_WHAT IS BEING ASKED:_ Copy out every line below that contains the string "treeline", treating uppercase and lowercase as different.

GIVEN RECORDS start

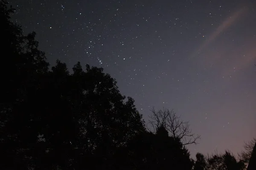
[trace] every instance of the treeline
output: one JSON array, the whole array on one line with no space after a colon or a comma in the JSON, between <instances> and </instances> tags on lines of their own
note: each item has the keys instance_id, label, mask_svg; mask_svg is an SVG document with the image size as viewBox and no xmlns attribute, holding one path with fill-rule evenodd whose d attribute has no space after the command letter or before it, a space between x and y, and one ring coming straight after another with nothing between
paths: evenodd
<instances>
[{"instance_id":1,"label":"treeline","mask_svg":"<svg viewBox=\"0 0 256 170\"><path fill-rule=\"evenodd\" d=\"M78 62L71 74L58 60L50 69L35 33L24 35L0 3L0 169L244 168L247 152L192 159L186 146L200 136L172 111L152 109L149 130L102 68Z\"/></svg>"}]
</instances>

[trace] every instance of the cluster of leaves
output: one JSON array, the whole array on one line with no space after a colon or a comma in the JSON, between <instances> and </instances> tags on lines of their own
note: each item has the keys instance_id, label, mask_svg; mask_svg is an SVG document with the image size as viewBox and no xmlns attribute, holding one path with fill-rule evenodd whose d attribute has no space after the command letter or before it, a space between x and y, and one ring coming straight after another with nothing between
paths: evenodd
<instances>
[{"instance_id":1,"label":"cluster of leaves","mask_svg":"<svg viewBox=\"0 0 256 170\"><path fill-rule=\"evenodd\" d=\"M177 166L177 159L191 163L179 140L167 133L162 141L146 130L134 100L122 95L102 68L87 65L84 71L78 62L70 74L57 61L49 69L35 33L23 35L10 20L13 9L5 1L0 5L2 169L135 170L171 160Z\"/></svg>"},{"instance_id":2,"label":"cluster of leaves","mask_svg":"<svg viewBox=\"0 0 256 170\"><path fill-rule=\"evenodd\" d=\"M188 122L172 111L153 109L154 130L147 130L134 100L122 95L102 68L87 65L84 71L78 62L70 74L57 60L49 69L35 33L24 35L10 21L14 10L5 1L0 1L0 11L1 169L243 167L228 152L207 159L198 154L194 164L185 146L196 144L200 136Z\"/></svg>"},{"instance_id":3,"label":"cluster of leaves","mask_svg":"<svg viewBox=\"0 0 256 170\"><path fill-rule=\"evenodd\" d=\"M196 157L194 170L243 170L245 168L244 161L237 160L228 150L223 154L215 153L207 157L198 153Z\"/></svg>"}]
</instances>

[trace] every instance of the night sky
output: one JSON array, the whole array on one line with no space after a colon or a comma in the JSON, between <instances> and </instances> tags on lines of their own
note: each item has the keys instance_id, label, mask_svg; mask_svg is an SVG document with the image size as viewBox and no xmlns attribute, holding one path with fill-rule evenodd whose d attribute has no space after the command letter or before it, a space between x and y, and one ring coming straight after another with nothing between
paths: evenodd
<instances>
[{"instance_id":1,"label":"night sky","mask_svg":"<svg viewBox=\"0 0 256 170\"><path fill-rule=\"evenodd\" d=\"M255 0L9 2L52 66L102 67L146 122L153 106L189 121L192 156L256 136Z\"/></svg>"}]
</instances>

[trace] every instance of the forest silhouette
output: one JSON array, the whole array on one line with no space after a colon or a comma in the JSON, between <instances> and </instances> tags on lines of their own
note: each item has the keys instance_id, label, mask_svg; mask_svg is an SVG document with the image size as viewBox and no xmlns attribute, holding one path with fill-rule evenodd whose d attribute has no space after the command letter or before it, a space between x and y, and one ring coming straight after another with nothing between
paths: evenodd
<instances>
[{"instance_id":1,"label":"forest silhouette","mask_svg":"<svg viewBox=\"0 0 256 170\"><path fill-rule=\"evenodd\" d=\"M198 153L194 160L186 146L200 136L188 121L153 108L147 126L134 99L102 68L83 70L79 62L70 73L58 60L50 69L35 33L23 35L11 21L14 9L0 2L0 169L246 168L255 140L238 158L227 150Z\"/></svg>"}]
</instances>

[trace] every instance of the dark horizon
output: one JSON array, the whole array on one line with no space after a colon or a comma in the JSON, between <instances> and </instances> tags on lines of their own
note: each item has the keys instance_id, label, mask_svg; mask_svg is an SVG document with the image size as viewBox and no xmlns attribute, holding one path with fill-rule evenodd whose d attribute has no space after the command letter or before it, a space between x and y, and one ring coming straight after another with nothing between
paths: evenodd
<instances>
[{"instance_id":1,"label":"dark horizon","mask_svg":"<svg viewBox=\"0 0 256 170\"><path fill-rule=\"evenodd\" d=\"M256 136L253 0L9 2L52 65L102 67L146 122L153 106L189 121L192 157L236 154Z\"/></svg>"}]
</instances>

GIVEN RECORDS end
GIVEN RECORDS start

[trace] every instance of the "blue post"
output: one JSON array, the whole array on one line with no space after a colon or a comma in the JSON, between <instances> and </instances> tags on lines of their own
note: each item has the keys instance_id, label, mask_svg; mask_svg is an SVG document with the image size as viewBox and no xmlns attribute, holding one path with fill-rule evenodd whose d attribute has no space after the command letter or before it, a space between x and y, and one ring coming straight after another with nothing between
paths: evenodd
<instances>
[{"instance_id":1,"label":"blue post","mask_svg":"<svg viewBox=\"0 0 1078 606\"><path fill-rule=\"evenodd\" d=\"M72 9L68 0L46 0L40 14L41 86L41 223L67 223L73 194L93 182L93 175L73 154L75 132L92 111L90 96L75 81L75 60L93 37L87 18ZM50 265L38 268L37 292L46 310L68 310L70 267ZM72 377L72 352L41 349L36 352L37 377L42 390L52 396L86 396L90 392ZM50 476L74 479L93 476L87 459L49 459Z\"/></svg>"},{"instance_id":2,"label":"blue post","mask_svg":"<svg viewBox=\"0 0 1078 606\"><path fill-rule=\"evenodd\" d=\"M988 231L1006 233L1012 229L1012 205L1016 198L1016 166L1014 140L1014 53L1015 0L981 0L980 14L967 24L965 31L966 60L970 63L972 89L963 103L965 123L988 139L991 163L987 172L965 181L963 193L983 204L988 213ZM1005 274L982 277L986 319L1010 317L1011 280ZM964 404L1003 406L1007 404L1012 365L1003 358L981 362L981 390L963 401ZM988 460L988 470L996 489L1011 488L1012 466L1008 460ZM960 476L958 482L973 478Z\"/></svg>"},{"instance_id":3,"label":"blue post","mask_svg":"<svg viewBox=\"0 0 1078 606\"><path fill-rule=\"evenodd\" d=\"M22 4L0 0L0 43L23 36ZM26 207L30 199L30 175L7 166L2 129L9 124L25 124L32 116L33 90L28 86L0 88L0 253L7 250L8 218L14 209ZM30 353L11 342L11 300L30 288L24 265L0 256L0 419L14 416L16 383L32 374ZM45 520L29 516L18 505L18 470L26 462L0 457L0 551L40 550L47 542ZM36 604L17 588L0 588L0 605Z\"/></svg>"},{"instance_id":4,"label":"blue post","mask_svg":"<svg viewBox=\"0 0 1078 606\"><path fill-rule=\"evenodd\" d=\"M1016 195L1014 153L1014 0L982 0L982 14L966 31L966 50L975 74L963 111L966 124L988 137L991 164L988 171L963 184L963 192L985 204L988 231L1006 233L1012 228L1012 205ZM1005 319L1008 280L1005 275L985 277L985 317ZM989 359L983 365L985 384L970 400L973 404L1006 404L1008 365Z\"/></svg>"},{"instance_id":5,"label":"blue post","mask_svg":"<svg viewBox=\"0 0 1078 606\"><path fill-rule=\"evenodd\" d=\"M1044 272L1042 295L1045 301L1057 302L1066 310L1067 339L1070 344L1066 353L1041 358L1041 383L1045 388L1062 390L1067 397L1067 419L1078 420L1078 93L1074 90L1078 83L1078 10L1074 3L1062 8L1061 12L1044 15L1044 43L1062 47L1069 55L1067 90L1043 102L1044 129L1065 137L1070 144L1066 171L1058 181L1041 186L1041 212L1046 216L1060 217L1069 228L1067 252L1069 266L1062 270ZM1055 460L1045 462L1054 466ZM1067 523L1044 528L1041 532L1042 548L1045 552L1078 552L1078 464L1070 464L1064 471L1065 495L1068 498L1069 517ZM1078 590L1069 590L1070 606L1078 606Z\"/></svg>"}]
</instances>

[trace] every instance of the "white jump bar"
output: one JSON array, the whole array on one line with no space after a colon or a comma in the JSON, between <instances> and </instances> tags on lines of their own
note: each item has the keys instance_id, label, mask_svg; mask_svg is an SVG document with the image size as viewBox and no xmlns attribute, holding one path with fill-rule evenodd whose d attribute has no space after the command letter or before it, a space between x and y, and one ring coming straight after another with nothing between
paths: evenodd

GIVEN RECORDS end

_SOLUTION TO THE EXERCISE:_
[trace] every instance of the treeline
[{"instance_id":1,"label":"treeline","mask_svg":"<svg viewBox=\"0 0 256 170\"><path fill-rule=\"evenodd\" d=\"M78 62L71 74L58 60L50 69L35 33L24 35L0 3L0 169L244 168L247 152L192 159L186 146L200 136L172 111L152 109L149 130L102 68Z\"/></svg>"}]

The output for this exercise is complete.